*Instructions to follow*
Write out verbatim the stretch of the peacemaking passage below that starts with the words "And if you're" and finishes with "make peace happen?".

And if you're paying attention at all, you know that that's not gonna go well. Because the need is so massive, and the workers are so few, and the governments are stacked against us. I mean, you look at the world's system and you think how in the world are we supposed to make peace happen?
This teaching of Jesus recognizes that persecution and injustice are a part of an evil world. And peacemaking is a means of our involvement in the human predicament. It's a human predicament of war-like conditions. And this assumes that we will take responsibility against all the odds, risking to make peace. And we make peace out of a place of powerlessness. And in doing so we demonstrate the conviction that in the end God's kingdom will prevail. That the people who work for peace, and make peace, are doing so NOT because tomorrow the entire world will be at peace. We would love that to happen.
But you persevere in peace making, and you do so because you believe that in the end it will prevail, the kingdom will prevail. It will be on earth as it is in heaven. That one day there will be no addiction, and no war, and no mourning, and no crying, and no tears, because God's kingdom will reign. So we live discipled by Jesus into radical peacemaking. Radical non-violent peacemaking. Which is a call for all of us."

*Information provided*
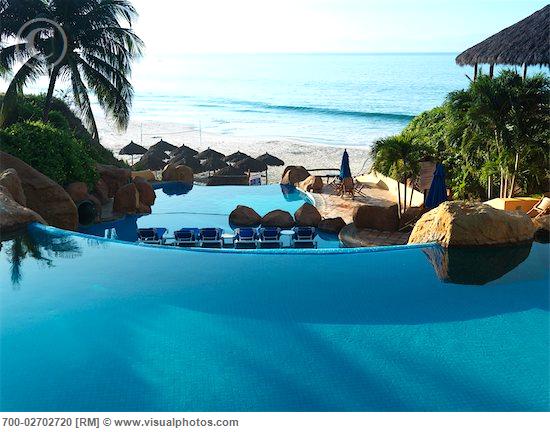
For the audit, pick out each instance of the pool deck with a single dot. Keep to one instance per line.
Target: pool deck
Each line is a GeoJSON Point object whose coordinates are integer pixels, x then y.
{"type": "Point", "coordinates": [331, 206]}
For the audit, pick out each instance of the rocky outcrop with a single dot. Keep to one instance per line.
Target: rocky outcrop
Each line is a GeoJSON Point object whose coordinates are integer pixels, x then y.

*Answer to this problem*
And if you're paying attention at all, you know that that's not gonna go well. Because the need is so massive, and the workers are so few, and the governments are stacked against us. I mean, you look at the world's system and you think how in the world are we supposed to make peace happen?